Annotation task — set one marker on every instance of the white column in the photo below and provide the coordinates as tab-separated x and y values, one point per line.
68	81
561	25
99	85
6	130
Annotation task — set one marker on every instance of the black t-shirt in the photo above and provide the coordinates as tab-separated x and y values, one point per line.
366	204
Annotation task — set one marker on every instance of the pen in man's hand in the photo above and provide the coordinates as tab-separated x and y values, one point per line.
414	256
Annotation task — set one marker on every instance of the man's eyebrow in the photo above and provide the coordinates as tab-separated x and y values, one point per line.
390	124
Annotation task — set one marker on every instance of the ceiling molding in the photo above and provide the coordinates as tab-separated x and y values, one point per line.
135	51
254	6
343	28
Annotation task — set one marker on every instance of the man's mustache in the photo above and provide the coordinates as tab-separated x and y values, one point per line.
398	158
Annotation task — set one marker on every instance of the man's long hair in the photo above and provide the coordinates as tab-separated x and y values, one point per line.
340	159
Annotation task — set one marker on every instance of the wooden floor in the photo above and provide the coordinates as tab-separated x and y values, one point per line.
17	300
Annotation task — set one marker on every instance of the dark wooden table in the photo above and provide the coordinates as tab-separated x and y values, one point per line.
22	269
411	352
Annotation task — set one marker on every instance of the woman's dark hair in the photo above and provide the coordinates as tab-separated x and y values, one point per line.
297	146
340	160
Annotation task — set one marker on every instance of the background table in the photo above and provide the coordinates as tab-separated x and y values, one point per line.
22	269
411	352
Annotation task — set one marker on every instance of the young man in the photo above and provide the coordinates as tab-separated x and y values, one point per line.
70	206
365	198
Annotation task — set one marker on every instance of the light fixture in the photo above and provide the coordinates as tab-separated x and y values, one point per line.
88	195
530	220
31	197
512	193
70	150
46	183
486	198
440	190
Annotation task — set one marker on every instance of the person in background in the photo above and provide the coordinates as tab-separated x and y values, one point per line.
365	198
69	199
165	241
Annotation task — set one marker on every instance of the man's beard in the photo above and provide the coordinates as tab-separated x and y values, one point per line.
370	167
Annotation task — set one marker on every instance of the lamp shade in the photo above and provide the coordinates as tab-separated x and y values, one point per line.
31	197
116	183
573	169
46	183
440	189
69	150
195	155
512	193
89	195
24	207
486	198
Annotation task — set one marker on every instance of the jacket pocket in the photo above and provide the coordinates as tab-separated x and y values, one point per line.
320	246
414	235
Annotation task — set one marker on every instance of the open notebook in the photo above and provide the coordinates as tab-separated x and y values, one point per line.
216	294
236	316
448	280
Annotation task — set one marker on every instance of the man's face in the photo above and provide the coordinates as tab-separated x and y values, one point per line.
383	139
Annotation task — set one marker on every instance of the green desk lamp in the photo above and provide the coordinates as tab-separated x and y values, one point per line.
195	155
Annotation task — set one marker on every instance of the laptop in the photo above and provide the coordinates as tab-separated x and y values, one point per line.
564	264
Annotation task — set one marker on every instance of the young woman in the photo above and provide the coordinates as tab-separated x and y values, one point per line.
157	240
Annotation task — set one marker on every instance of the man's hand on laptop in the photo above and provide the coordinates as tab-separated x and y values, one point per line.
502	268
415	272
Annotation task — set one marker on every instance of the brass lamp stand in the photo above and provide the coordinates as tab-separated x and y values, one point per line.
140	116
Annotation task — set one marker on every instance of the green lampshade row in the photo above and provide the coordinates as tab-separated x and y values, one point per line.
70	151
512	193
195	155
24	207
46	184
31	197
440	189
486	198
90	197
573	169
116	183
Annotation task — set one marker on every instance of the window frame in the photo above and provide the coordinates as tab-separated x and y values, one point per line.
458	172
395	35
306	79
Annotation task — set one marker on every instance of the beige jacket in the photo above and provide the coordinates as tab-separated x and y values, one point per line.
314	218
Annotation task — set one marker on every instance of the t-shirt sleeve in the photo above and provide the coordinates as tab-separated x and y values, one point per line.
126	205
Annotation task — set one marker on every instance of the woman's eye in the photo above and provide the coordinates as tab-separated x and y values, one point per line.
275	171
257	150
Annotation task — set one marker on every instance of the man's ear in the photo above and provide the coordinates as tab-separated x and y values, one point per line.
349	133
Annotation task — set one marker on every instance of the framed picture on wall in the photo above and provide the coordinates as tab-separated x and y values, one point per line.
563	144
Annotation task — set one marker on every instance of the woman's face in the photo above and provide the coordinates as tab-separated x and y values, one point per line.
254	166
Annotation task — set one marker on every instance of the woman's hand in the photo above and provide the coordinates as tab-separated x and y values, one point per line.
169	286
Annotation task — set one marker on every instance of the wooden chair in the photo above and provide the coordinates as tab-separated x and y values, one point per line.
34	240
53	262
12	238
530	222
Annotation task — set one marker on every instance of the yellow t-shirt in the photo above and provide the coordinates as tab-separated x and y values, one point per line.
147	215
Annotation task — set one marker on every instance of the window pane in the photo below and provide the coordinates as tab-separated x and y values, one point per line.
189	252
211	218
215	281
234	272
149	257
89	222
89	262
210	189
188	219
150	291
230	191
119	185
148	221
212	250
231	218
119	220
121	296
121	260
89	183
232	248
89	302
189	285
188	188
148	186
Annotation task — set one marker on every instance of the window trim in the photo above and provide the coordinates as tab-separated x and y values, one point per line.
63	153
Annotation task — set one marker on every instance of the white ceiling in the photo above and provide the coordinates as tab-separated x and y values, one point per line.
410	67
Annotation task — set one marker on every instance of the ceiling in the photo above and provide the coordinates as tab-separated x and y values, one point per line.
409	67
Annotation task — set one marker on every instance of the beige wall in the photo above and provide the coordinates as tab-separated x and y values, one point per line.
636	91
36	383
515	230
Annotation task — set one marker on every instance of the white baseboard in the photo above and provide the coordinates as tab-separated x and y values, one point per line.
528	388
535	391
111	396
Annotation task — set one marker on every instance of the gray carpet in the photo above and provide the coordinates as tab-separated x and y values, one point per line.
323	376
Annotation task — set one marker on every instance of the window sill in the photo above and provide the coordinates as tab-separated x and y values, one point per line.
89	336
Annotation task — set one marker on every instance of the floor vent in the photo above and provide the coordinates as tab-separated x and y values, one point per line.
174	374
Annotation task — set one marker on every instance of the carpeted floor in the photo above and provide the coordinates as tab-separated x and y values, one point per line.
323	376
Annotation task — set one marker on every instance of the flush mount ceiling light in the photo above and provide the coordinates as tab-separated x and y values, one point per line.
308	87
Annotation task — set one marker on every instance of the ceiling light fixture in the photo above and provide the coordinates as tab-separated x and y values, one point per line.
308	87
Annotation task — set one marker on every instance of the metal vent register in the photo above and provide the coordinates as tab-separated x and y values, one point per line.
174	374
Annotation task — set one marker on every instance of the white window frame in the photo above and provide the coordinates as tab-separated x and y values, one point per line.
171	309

□ □ □ □

PROBLEM -> Place every line of the entries above into a JSON list of strings, one string per line and no strings for blank lines.

ANSWER BELOW ->
[
  "Annotation task — set one marker on every instance of the white column in the photo below and provide the coordinates as tab-separated x and y values, one point per line.",
  "68\t81",
  "561\t25",
  "99\t85",
  "6\t130",
  "Annotation task — set one marker on every instance of the black t-shirt in the photo above and provide the coordinates as tab-separated x and y values, one point per line.",
  "366\t204",
  "Annotation task — set one marker on every instance of the pen in man's hand in the photo above and provide the coordinates as tab-separated x and y values, one point per line.",
  "414\t256",
  "Annotation task — set one marker on every instance of the man's eyebrow in the photo above and provide the coordinates as tab-separated x and y values, one point per line.",
  "390\t124",
  "Annotation task — set one marker on every instance of the ceiling molding in the photo above and provide the coordinates as tab-separated x and y values, one point per line.",
  "135\t51",
  "254\t6",
  "343\t28",
  "Annotation task — set one marker on every instance of the man's mustache in the photo above and provide the coordinates as tab-separated x and y values, one point per line.",
  "398\t158",
  "Annotation task — set one marker on every instance of the man's long hair in the photo above and provide the coordinates as tab-separated x and y values, one point per line.",
  "340\t159",
  "Annotation task — set one marker on every instance of the wooden floor in the photo above and provide the coordinates as tab-separated x and y values, one point per line.",
  "17\t300",
  "Annotation task — set one marker on every instance of the dark wooden table in the photo above and provide the coordinates as tab-separated x and y values, one point per line.",
  "22\t269",
  "411\t352",
  "Annotation task — set one marker on every instance of the woman's dark hair in the photo above and provide the coordinates as tab-separated x and y values, one point per line.",
  "297\t146",
  "340\t160",
  "Annotation task — set one marker on every instance of the background table in the photo above and provide the coordinates as tab-separated x and y values, one point per line.",
  "22\t269",
  "411\t352",
  "Annotation task — set one marker on every instance of the young man in the photo above and provide the coordinates as tab-separated x and y values, one point per line.",
  "70\t206",
  "365\t198",
  "Annotation task — set one marker on every instance of the light fixture in the photo above and provide the coordinates as tab-separated x and y values, one point per line.",
  "88\t195",
  "530\t220",
  "31\t197",
  "512\t193",
  "70\t150",
  "46\t183",
  "486\t198",
  "440\t190",
  "Annotation task — set one marker on every instance of the person in background in the photo above and provide the coordinates as tab-separated x and y values, one point per line.",
  "365\t198",
  "69\t199",
  "165\t241",
  "Annotation task — set one marker on every instance of the man's beard in the photo above and provide the coordinates as tab-separated x and y values, one point per line.",
  "370\t167",
  "Annotation task — set one marker on every instance of the lamp shade in the photo above and provide the coordinates as tab-separated x and y values, one point per line.",
  "31\t197",
  "116\t183",
  "573\t169",
  "46\t183",
  "440\t189",
  "69\t150",
  "195\t155",
  "512\t193",
  "89\t195",
  "24\t207",
  "486\t198",
  "Annotation task — set one marker on every instance of the jacket pocket in the photo above and provide the coordinates as tab-separated x and y values, one point per line.",
  "320\t246",
  "414\t235",
  "Annotation task — set one marker on every instance of the open notebook in the photo above and provide the coordinates as tab-separated x and y values, one point per line.",
  "216\t294",
  "236\t316",
  "448\t280",
  "Annotation task — set one marker on every instance of the man's face in the photo above and provide the coordinates as tab-separated x and y values, one point per line.",
  "383\t139",
  "Annotation task — set one marker on every instance of the green desk lamp in the photo above and provide the coordinates as tab-separated x and y values, one point per line.",
  "195\t155",
  "Annotation task — set one marker on every instance of the laptop in the photo above and provide the coordinates as tab-separated x and y values, one point per line.",
  "564\t264",
  "Annotation task — set one marker on every instance of the young woman in the photo above and provide the coordinates as tab-separated x and y values, one point per line.",
  "157\t240",
  "Annotation task — set one marker on every instance of the man's hand on laptop in the photo above and provide the coordinates as tab-separated x and y values, one point per line.",
  "502\t268",
  "415\t272",
  "Annotation task — set one marker on every instance of the brass lamp stand in the photo above and provide the coordinates as tab-separated x and y values, one point per line.",
  "140\t116",
  "Annotation task — set one marker on every instance of the green lampshade row in the photo above and provide the coordinates as tab-separated x and y values, one point per line.",
  "70\t151",
  "512\t193",
  "195\t155",
  "24\t207",
  "46\t184",
  "31\t197",
  "440\t189",
  "486\t198",
  "90\t197",
  "573\t169",
  "116\t183",
  "Annotation task — set one marker on every instance of the window frame in the photo above and provide the coordinates as tab-separated x and y values, one point per line.",
  "458\t172",
  "395\t35",
  "306\t79",
  "Annotation task — set one marker on every instance of the beige jacket in the photo above and provide the coordinates as tab-separated x and y values, one point per line.",
  "314\t218",
  "Annotation task — set one marker on every instance of the t-shirt sleeve in the photo above and provide the coordinates as tab-separated x and y values, one point per line.",
  "126\t205",
  "Annotation task — set one marker on every instance of the woman's eye in the photo above and provide the coordinates as tab-separated x and y values, one point per line.",
  "275\t171",
  "257\t150",
  "Annotation task — set one marker on every instance of the man's ear in the photo above and provide the coordinates as tab-separated x and y values, one point per line.",
  "349\t133",
  "Annotation task — set one marker on every instance of the framed picture on wall in the photo above and provide the coordinates as tab-separated x and y values, one point per line.",
  "563\t144",
  "Annotation task — set one marker on every instance of the woman's face in the photo above and provide the coordinates as tab-separated x and y values, one point per line.",
  "254\t166",
  "Annotation task — set one marker on every instance of the woman's hand in the photo above and provide the coordinates as tab-separated x and y values, one point per line.",
  "169\t286",
  "Annotation task — set one marker on every instance of the wooden chair in the photo above and provide the coordinates as tab-separated x and y values, one point per line.",
  "34\t240",
  "53\t262",
  "12\t238",
  "530\t222",
  "Annotation task — set one marker on every instance of the yellow t-shirt in the photo above and provide the coordinates as tab-separated x and y values, one point per line.",
  "147\t215",
  "Annotation task — set one marker on every instance of the window pane in the photo below and provide the coordinates as tab-separated x and y values, one point per line.",
  "189\t252",
  "211\t218",
  "215\t281",
  "234\t272",
  "149\t257",
  "89\t222",
  "89\t262",
  "210\t189",
  "188\t219",
  "150\t291",
  "230\t191",
  "119\t185",
  "148\t221",
  "212\t250",
  "231\t218",
  "119\t220",
  "121\t296",
  "121\t260",
  "89\t183",
  "232\t248",
  "89\t302",
  "189\t285",
  "188\t188",
  "148\t186",
  "Annotation task — set one marker on every instance of the window trim in the photo above and provide the coordinates as tab-separated x and y values, one point per line.",
  "63\t153",
  "Annotation task — set one marker on every instance of the white ceiling in the photo above and provide the coordinates as tab-separated x and y values, one point per line.",
  "410\t67",
  "Annotation task — set one marker on every instance of the ceiling in the photo above and provide the coordinates as tab-separated x and y values, one point per line.",
  "409\t67",
  "Annotation task — set one marker on every instance of the beige wall in the photo above and provide the coordinates as tab-separated x and y values, one point per line.",
  "636\t91",
  "36\t383",
  "515\t230",
  "Annotation task — set one marker on every instance of the white baseboard in the photo above and provide the coordinates as tab-separated x and y values, one point per line.",
  "528\t388",
  "535\t391",
  "111\t396",
  "Annotation task — set one marker on every instance of the gray carpet in the photo above and provide the coordinates as tab-separated x and y values, one point per line.",
  "323\t376",
  "Annotation task — set one marker on every instance of the window sill in the photo above and provide the coordinates as tab-separated x and y values, one point per line.",
  "89\t336",
  "Annotation task — set one marker on every instance of the floor vent in the photo above and provide the coordinates as tab-separated x and y values, one point per line.",
  "174\t374",
  "Annotation task — set one marker on every instance of the carpeted floor in the photo above and provide the coordinates as tab-separated x and y values, one point per line.",
  "323\t376",
  "Annotation task — set one marker on every instance of the flush mount ceiling light in the photo above and provide the coordinates as tab-separated x and y values, one point per line.",
  "308\t87",
  "Annotation task — set one marker on every instance of the ceiling light fixture in the photo above and provide the coordinates as tab-separated x and y values, one point per line.",
  "308\t87",
  "Annotation task — set one marker on every instance of the metal vent register in the photo above and provide the coordinates as tab-separated x and y values, one point per line.",
  "174\t374",
  "Annotation task — set one marker on every instance of the white window frame in the photo above and provide the coordinates as tab-separated x and y values, one point per line.",
  "171\t309"
]